• _Activity_
Would you transcribe the data word for word?

== Material shown

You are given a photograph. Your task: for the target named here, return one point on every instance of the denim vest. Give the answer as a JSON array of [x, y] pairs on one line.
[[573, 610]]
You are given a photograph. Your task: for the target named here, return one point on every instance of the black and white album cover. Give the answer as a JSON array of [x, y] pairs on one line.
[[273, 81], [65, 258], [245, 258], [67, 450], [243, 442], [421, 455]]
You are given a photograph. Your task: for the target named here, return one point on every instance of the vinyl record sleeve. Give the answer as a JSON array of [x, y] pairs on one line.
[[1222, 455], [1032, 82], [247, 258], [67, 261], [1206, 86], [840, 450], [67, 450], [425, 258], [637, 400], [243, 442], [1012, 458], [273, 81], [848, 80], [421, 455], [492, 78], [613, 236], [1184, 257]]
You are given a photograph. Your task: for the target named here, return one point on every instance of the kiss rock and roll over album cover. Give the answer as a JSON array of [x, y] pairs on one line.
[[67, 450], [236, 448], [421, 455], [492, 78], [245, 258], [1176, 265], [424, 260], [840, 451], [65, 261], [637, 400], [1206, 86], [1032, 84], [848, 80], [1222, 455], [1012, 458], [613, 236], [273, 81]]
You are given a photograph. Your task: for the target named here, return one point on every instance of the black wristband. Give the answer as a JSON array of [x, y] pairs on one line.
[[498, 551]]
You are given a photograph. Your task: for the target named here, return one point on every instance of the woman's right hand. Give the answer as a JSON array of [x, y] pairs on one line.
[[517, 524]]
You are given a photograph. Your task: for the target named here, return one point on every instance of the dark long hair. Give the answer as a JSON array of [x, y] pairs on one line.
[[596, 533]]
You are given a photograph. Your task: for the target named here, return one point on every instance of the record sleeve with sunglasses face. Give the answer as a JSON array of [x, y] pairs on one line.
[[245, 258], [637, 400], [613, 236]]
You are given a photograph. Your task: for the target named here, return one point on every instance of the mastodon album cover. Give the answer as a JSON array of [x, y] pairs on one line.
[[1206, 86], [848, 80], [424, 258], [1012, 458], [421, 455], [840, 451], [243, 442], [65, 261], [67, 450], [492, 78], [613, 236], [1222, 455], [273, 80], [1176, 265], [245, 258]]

====

• _Solution to the problem_
You are given a photograph. Your task: for the target named here, return one point on every instance of the denim vest. Give the answer as a JSON array of [x, y] pairs on one line.
[[573, 610]]
You are given a photograph. Your task: for the target named here, return one point on every instance of the black and white album cover. Give the answer as a JSON array of [x, y] pairs on one line.
[[273, 81], [65, 258], [245, 258], [67, 450], [243, 442], [421, 455]]
You are given a photograph. Your task: for the target named here, return one point on every instance of the vinyl record sleeve. Give the answer as a JSON array of [x, y] pairs on one line.
[[1222, 455], [1032, 82], [247, 258], [67, 261], [1206, 86], [840, 450], [67, 450], [425, 258], [637, 400], [243, 442], [1012, 458], [273, 81], [848, 80], [421, 455], [492, 78], [613, 236], [1184, 257]]
You are given a photograph. Your task: for the target named here, return one point on every instance of the kiss rock and roll over album cover. Give the answer as a JSON array of [x, y] pairs on one line.
[[67, 450], [236, 448], [421, 455], [492, 78], [245, 258], [1176, 265], [424, 260], [840, 451], [65, 261], [637, 400], [1206, 86], [1032, 84], [848, 80], [1222, 455], [1012, 458], [613, 236], [273, 81]]
You are given a photograph. Your task: for the target named here, return one point on every instance of the black wristband. Give the answer as a JSON array of [x, y] pairs on one line.
[[498, 551]]
You are given a photograph. Your task: for the target named here, return one point on every instance of the woman's right hand. Give the answer as a JSON array of [x, y] pairs on one line.
[[517, 524]]
You are given a photograph. Your task: for the target named here, return one point on every instance of the dark long hair. Give the answer as a JSON array of [x, y] pairs on one line.
[[596, 533]]
You are given a photograph. Your task: for the target named here, return one point on every instance of the record sleeve with sunglasses face. Give the answer as a JSON array of [x, y] pairs on one line.
[[245, 258], [637, 400], [613, 236]]
You are given a photograph. Your task: for the target named here, return one point on every instance of the mastodon album cover. Give the answer as a JSON array of [x, y] pairs on one line.
[[1206, 86], [848, 80], [424, 258], [1012, 458], [421, 455], [840, 451], [243, 442], [65, 261], [67, 450], [492, 78], [613, 236], [1222, 455], [273, 80], [1176, 265], [245, 258]]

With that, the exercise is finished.